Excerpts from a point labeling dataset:
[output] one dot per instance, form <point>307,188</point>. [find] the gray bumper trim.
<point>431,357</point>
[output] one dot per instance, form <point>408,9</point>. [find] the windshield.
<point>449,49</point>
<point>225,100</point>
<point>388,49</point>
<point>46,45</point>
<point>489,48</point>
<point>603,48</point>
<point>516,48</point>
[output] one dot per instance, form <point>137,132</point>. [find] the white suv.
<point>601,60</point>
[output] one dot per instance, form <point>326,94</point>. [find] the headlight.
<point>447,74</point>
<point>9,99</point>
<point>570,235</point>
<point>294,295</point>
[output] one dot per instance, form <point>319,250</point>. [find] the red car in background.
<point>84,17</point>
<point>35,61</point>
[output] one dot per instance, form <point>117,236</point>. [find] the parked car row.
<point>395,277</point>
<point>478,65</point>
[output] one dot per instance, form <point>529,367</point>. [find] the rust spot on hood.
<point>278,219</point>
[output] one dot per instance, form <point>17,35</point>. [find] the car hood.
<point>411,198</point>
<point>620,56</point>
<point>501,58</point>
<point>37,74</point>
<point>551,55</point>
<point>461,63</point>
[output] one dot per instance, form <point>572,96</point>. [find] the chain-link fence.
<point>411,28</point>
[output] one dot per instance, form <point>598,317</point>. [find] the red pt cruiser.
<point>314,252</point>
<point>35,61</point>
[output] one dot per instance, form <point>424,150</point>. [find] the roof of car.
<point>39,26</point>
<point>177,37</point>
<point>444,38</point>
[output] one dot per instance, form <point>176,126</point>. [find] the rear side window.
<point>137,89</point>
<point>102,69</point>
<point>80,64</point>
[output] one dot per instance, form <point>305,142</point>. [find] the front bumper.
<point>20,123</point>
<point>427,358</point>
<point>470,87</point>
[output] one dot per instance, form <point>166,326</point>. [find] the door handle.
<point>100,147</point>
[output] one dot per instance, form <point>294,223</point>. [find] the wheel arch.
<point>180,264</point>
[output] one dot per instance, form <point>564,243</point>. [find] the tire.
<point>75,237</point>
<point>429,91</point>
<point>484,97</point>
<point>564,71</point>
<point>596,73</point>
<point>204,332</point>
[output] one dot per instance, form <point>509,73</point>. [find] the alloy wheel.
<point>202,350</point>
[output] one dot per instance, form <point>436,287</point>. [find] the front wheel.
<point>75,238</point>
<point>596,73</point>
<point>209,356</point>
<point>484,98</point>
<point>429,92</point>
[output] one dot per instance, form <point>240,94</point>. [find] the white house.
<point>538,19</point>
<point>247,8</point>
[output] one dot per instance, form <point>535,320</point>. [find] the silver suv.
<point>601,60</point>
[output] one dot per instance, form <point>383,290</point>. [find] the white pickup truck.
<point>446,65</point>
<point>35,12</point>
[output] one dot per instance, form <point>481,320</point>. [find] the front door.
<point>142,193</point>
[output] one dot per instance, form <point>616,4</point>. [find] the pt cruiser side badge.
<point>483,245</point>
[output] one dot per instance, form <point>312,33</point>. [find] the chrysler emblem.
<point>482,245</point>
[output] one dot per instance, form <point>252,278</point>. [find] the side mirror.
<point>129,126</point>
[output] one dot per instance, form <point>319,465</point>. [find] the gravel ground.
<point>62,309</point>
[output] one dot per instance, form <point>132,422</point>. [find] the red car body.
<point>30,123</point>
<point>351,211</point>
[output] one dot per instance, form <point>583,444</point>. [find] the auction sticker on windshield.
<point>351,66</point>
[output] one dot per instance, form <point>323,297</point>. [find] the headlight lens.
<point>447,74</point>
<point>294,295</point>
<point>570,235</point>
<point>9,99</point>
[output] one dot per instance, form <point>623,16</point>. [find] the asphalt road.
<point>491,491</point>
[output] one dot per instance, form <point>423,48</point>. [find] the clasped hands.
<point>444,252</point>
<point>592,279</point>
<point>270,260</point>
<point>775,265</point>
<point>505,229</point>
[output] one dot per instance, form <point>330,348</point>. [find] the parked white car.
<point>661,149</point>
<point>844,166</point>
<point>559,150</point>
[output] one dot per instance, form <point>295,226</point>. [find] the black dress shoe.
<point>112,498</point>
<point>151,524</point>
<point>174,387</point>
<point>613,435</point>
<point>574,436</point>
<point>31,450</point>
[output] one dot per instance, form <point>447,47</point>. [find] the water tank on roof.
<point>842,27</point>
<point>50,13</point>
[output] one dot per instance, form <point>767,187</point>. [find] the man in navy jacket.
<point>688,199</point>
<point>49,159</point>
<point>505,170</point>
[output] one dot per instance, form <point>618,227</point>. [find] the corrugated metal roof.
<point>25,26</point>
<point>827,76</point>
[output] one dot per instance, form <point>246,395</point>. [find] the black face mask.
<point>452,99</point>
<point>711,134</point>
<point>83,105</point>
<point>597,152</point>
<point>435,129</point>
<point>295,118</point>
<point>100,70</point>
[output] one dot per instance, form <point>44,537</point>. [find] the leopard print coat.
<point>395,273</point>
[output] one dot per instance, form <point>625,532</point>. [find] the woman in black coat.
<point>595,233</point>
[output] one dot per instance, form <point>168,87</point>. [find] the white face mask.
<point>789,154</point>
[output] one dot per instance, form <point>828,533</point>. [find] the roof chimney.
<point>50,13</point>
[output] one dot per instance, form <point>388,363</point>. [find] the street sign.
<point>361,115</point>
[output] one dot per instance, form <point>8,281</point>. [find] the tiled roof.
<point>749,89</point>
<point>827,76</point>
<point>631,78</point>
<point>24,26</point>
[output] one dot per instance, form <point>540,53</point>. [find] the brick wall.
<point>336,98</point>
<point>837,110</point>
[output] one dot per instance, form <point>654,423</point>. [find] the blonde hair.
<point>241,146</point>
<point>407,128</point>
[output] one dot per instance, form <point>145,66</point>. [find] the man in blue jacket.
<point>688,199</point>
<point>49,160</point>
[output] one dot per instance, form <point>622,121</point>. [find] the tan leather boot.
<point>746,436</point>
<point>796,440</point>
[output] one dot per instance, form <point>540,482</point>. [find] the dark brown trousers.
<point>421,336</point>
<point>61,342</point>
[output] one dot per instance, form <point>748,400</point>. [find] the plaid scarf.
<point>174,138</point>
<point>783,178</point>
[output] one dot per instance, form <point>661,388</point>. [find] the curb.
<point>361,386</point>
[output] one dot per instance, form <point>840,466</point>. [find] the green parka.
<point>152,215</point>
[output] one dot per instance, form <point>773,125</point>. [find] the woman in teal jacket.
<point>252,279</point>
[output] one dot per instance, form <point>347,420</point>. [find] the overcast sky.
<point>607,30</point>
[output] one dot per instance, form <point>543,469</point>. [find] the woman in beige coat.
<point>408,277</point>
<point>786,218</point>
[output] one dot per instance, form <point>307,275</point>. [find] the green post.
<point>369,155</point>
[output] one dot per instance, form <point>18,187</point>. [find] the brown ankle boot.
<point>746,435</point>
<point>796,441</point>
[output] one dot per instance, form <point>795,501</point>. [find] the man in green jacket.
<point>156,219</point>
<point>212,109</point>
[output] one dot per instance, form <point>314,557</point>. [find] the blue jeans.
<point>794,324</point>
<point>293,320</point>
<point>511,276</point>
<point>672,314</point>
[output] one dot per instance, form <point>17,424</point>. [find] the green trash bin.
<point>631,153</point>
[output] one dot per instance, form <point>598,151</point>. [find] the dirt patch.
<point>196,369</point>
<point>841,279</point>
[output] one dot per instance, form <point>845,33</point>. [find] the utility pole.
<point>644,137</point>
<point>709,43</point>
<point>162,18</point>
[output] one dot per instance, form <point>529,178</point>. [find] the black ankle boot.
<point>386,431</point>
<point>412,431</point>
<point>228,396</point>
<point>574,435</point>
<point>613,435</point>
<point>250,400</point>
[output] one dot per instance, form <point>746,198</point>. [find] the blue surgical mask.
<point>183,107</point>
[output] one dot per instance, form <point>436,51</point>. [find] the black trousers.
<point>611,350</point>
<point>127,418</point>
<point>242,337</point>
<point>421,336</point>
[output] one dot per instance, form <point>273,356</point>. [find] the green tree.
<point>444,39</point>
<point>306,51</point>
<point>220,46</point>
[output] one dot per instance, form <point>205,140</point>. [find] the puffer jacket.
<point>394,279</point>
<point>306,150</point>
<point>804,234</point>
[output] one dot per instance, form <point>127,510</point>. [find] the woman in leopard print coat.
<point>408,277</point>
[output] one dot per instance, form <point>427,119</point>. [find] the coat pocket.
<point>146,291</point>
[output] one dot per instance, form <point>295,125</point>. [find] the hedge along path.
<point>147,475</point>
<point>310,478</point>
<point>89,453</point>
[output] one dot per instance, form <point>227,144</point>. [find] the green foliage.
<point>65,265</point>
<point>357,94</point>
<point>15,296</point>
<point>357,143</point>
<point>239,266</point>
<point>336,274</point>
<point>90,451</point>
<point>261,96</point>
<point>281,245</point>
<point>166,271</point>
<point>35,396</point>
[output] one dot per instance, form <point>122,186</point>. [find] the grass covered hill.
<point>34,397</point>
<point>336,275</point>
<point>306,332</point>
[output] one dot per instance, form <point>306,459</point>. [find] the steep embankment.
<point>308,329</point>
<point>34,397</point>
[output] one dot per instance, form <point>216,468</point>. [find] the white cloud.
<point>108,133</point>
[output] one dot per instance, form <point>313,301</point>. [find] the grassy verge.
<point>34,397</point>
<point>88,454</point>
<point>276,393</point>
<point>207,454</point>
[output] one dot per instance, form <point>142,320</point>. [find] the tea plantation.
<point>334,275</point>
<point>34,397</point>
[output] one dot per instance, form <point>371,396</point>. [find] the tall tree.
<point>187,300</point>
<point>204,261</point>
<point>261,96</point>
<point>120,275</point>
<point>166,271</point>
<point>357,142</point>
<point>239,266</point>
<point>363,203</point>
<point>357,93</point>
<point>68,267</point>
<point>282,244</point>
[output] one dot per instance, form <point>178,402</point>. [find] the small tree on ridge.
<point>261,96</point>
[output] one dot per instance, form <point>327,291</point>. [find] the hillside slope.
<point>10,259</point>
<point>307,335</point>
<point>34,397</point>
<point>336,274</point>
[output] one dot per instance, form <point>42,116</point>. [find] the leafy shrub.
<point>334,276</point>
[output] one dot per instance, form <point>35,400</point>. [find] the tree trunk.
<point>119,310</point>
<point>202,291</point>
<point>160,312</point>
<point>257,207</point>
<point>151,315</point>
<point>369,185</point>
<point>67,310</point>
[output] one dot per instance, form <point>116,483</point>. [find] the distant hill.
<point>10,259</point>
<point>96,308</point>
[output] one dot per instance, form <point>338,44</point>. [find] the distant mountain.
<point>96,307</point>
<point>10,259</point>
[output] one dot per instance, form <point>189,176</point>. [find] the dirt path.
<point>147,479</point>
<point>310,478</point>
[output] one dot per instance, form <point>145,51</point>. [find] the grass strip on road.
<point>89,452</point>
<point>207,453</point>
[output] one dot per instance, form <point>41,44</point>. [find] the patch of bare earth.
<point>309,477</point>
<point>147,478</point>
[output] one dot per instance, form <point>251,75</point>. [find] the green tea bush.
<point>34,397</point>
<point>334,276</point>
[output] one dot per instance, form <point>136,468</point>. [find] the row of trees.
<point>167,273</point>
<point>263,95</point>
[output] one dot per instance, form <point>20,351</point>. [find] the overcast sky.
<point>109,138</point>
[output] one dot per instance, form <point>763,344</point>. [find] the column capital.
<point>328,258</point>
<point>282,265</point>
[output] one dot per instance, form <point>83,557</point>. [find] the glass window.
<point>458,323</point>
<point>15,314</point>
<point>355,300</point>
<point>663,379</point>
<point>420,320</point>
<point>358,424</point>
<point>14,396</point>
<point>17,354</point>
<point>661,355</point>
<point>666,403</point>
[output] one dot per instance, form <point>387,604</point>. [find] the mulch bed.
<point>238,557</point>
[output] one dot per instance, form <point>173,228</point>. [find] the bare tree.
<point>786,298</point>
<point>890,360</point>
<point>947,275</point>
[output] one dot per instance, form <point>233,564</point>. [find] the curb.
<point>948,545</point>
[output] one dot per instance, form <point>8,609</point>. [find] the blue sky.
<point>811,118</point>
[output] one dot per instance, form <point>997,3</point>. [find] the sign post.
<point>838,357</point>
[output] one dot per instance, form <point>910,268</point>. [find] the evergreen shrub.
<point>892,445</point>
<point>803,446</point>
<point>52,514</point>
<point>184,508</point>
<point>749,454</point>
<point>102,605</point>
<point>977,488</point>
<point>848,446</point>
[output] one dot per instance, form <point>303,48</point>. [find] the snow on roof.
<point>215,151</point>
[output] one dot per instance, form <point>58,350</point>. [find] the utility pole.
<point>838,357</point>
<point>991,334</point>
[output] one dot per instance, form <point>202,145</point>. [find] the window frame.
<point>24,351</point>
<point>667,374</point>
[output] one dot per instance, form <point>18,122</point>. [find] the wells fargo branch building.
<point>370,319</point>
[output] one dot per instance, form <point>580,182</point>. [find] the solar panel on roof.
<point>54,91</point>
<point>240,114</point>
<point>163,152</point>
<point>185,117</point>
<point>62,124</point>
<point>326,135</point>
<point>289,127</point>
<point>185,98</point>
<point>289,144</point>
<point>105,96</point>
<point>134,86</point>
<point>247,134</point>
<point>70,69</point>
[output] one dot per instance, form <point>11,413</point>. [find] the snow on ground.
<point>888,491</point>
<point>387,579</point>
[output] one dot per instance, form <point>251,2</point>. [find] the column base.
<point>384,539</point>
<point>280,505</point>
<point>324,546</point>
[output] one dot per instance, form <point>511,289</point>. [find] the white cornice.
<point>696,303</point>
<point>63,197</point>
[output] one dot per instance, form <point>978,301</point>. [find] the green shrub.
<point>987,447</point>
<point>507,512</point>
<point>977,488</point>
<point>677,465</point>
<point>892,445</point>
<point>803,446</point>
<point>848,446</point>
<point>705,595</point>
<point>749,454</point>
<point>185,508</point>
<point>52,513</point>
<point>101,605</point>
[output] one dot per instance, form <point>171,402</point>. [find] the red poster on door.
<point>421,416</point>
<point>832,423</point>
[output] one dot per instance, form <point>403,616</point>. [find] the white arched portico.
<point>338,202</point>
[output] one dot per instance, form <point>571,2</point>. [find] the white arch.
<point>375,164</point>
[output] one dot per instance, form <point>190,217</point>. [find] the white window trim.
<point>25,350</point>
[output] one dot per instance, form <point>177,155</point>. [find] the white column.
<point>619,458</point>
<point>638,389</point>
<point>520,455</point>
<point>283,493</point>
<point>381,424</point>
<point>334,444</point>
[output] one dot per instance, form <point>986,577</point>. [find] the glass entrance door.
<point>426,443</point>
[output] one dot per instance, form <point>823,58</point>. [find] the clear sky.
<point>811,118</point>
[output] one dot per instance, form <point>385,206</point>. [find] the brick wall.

Exercise aim:
List everything from the start of the data down through the line containing "<point>516,48</point>", including that line, as a numbered list and skip any blank lines.

Answer to this task:
1. [output] one dot per instance, form <point>307,188</point>. [find] the gray bumper trim.
2. <point>431,357</point>
3. [output] one dot per instance, form <point>408,9</point>. [find] the windshield.
4. <point>449,49</point>
5. <point>225,100</point>
6. <point>388,49</point>
7. <point>46,45</point>
8. <point>489,48</point>
9. <point>603,48</point>
10. <point>516,48</point>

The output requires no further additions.